TASK OBJECTIVE
Reproduce word for word the passage of the text on favorite books that runs from "Books leave traces." to "into the world.".

TEXT PROVIDED
╔══
Books influence the way many of us think. Since you’ve found your way to a publisher’s website, chances are you feel the same.

Books leave traces. Even those we disagree with shape our thinking. They introduce new perspectives, test our assumptions, and can change the way we see the world. The more we read, the better we become at imagining new ideas and bringing something of our own into the world.

Because reading shapes how we think and create, we asked the founders of Hungry Minds, Seva and Timur, along with our lead illustrator, Lev Kaplan, to share the books that have influenced them the most. What they gave us were their personal Top 5 lists. These picks don’t just reflect their tastes. They also speak to the ideas behind The Book: The Ultimate Guide to Rebuild Civilization and connect to the themes in our upcoming titles.

If books help shape how we think, then the ones that shaped us are a good place to begin.

Top 5 Favorite Books of Hungry Minds Founder Vsevolod Batishchev

Two of his picks are by Antoine de Saint-Exupéry. The Little Prince, often mistaken for a children’s book, offers reflections on love, loss, and responsibility. It continues to resonate into adulthood and even shaped the tone of The Book, where a quiet tribute to its characters can be found.

His lesser-known work, Citadel, is a collection of philosophical parables exploring leadership, ideal societies, and the human condition. Though left unfinished at the time of his death, it remains Saint-Exupéry’s most ambitious project. Its form and themes recall Nietzsche’s Thus Spoke Zarathustra, especially in its mystical and moral reflections.

Hesse’s Siddhartha offers a blend of narrative and philosophy. Influenced by Eastern religion and Jungian psychology, it follows a man’s spiritual journey through ancient India. Its influence is visible in the "Human" section of The Book, which draws from its aphoristic style and inner focus.
╚══
RECORD LIST
╔══
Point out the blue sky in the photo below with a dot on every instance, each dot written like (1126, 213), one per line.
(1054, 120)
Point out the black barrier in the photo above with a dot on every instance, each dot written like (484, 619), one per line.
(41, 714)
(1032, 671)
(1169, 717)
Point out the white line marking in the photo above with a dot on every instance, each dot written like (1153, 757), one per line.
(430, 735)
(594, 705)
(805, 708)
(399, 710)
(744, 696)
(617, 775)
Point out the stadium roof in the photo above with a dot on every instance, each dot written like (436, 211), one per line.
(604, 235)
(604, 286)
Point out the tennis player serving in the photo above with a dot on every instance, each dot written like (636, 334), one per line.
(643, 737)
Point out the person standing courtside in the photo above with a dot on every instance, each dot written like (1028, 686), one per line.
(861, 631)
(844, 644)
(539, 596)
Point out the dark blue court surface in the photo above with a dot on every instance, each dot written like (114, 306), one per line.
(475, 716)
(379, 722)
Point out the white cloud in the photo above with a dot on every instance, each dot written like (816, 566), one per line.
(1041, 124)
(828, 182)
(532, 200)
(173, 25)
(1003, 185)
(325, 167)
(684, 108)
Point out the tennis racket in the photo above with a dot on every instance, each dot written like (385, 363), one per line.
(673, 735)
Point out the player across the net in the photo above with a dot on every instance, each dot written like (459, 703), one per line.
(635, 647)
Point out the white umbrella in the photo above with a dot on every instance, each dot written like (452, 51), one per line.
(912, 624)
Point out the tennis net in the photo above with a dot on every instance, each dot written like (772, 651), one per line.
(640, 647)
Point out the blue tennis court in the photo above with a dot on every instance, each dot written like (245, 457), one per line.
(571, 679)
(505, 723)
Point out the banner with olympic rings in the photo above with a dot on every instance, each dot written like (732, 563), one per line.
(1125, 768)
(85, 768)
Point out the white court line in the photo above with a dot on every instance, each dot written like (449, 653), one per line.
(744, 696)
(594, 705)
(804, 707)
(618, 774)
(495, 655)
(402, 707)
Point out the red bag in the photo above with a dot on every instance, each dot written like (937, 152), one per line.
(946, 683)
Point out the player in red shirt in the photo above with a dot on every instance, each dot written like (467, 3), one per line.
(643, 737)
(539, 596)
╚══
RESULT OF THIS EXERCISE
Books leave traces. Even those we disagree with shape our thinking. They introduce new perspectives, test our assumptions, and can change the way we see the world. The more we read, the better we become at imagining new ideas and bringing something of our own into the world.